Only the lines from the one containing "Target: sea horizon" through the final line of the material below should be output, exactly as they stand.

Stored entries:
____

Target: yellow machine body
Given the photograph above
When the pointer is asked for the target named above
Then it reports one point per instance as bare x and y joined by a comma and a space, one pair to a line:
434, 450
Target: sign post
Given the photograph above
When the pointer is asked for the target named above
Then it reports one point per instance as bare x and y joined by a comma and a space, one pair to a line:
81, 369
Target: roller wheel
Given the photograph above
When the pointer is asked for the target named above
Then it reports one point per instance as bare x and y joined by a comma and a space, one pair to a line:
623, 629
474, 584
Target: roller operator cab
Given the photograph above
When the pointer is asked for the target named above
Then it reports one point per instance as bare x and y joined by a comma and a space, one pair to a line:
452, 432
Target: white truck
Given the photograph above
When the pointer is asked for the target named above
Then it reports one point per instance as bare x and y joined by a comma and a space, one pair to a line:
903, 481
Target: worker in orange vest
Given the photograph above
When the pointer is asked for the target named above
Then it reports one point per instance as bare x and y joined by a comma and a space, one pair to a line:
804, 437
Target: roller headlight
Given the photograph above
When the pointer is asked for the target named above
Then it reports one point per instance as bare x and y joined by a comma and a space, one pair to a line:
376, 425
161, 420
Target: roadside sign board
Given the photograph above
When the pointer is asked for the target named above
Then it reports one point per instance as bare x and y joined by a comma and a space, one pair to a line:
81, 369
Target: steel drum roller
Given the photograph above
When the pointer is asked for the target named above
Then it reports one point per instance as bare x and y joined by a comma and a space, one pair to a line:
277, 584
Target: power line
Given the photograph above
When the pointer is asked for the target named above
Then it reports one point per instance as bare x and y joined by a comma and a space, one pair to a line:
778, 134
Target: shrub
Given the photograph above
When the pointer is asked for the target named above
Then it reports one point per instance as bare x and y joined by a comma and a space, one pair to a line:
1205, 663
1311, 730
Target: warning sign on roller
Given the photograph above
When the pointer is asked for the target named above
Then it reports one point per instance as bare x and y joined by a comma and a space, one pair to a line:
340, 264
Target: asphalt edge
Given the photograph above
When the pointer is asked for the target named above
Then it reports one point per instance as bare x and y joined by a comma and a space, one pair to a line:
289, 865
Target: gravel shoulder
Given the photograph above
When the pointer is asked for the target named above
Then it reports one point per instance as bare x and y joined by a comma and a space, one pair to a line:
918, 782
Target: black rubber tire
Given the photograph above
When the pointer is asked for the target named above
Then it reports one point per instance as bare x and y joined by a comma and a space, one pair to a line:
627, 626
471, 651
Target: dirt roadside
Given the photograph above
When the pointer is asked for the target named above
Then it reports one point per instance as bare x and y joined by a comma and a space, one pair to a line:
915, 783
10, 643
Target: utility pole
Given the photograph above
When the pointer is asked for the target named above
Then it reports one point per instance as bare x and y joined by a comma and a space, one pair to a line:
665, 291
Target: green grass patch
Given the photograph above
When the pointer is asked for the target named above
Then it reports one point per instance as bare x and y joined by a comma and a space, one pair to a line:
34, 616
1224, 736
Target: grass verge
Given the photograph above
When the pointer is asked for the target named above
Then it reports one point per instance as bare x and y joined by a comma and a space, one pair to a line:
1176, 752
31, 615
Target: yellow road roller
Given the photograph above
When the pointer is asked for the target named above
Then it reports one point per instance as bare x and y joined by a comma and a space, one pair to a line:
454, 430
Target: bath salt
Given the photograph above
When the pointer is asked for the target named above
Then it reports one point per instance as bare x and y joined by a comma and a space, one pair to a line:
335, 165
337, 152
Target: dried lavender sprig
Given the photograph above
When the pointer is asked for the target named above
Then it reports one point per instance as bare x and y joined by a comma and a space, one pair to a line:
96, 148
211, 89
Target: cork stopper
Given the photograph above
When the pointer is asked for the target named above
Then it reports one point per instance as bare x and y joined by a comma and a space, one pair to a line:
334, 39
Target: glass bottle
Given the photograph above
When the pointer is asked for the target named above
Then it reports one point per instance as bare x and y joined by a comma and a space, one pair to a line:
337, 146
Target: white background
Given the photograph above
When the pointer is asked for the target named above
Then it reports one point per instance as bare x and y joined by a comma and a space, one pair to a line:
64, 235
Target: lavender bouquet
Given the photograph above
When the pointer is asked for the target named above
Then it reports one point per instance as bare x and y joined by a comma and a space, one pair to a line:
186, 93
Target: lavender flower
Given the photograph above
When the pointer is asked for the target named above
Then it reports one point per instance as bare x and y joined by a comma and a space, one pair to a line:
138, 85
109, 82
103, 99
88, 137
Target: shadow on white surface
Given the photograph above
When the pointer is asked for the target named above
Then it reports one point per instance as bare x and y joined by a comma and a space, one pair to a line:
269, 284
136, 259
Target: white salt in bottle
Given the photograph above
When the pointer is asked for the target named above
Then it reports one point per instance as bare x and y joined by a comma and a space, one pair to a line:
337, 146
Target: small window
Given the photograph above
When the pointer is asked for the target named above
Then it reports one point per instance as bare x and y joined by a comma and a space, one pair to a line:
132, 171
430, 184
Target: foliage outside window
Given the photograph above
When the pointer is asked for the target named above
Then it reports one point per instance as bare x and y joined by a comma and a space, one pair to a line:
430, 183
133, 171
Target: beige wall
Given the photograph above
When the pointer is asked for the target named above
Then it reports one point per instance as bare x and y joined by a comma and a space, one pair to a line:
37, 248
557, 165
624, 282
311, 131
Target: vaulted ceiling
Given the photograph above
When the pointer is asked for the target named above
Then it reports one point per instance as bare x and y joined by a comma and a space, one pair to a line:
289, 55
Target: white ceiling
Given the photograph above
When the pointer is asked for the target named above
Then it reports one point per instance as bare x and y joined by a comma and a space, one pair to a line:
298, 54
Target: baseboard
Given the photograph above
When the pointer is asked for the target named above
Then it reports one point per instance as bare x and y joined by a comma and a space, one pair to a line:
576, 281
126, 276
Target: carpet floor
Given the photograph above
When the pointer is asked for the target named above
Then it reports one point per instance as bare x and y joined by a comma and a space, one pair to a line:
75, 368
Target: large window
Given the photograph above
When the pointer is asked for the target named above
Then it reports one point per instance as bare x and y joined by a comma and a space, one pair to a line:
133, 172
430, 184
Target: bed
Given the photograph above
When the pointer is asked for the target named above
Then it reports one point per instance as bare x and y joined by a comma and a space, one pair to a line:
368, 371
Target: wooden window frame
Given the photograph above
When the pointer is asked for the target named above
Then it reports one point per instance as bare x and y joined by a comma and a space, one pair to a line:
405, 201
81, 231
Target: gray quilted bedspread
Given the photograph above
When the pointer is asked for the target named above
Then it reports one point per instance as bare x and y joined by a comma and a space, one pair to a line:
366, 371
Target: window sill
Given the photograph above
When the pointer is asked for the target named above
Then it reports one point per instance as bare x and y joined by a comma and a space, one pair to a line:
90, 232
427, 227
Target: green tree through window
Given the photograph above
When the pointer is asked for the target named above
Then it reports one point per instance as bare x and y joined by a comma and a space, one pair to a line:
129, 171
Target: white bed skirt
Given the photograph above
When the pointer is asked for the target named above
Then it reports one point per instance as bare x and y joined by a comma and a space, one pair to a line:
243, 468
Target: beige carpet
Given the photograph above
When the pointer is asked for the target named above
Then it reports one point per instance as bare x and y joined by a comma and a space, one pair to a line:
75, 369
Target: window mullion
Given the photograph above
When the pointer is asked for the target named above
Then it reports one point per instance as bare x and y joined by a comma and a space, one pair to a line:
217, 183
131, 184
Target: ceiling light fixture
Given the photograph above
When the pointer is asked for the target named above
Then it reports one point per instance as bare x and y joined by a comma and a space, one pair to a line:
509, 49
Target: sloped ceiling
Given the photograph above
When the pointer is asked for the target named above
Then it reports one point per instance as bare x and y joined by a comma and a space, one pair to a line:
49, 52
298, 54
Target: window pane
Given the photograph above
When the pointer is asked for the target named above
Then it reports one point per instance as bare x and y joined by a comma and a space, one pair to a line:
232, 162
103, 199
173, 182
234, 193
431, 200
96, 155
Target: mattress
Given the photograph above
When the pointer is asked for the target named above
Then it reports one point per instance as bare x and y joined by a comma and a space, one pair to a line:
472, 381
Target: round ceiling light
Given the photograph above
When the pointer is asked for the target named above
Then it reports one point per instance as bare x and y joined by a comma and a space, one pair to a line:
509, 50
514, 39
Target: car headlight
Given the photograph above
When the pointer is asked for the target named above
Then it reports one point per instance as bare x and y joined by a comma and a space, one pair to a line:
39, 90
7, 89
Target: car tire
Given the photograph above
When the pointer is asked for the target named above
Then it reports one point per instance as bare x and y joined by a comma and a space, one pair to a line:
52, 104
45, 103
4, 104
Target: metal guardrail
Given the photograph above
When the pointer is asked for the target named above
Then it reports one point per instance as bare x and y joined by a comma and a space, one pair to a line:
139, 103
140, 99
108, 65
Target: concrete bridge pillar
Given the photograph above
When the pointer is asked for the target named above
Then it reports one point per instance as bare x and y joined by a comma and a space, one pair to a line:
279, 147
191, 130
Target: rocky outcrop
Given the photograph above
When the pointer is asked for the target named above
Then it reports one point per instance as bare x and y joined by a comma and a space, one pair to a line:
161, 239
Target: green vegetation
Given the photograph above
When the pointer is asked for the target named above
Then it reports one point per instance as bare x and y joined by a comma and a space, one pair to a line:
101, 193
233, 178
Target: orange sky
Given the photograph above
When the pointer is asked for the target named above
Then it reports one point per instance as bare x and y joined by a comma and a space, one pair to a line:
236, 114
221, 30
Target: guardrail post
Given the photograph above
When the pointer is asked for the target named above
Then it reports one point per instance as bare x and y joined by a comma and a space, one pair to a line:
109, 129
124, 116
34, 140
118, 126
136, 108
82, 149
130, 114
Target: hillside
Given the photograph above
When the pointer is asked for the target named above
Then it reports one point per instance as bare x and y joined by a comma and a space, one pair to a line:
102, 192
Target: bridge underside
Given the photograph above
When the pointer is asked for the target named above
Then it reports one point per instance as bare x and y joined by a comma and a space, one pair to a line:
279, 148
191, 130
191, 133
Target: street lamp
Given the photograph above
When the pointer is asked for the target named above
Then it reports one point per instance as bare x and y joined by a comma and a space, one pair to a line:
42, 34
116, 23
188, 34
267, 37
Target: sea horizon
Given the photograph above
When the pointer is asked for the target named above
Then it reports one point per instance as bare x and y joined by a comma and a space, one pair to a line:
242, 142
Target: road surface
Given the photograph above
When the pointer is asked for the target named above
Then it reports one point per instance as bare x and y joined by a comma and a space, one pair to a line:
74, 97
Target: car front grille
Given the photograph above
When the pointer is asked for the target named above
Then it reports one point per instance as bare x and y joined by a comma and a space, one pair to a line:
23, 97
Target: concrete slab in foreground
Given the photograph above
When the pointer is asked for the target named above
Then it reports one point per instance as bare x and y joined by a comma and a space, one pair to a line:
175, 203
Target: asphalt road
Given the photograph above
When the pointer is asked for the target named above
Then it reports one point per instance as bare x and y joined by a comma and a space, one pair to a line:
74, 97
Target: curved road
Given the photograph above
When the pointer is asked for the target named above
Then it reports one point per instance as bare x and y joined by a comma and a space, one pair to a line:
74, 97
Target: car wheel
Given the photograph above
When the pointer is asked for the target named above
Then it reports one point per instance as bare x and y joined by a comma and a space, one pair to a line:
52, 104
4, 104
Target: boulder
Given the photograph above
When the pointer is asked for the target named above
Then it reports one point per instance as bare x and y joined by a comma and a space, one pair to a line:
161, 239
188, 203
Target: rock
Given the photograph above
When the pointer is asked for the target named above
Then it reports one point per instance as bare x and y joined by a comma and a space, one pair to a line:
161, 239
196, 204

____

» Task solution:
Target: sea horizon
Given the photograph above
When the pointer is asked for the target named above
Then it reports one point per instance as bare x and y joined by a comma and a space, one pair to a line:
242, 142
Target: road surface
Given the photograph above
When the pointer is asked for the target named above
Then it reports one point per instance as bare x and y joined by a comma and a space, one pair to a line:
74, 97
Target: car front grille
Given the photograph above
When the pointer is asked for the target named above
Then it reports one point per instance as bare x and y joined by a comma and a space, one pair to a line:
23, 97
Target: concrete slab in foreground
Given the photograph above
When the pointer is asked for the target named above
Then it reports one point per instance as bare x and y joined by a comma and a space, one pair to a line:
175, 203
Target: asphalt road
Given the photograph above
When the pointer is asked for the target named above
Then it reports one point per instance as bare x and y joined by a comma and a space, one pair to a line:
74, 97
Target: curved road
Given the photograph above
When the pointer is asked for the target named above
Then it reports one point per instance as bare x and y joined by a comma and a space, one pair to a line:
74, 97
Target: car wheel
Given the photograph above
When the pointer is asked for the target named above
Then it reports one point per instance as bare x and y joined by a comma and a space, one pair to a line:
52, 104
4, 104
Target: boulder
Given the photograph above
When the pointer is asked for the target named above
Then it reports one point per instance as bare x and y joined by a comma and a space, one pair to a line:
161, 239
188, 203
Target: rock
Given the photograph above
When the pointer is asked for the target named above
Then it reports one point per instance as bare x and y joined by a comma and a space, one pair to a line:
161, 239
196, 204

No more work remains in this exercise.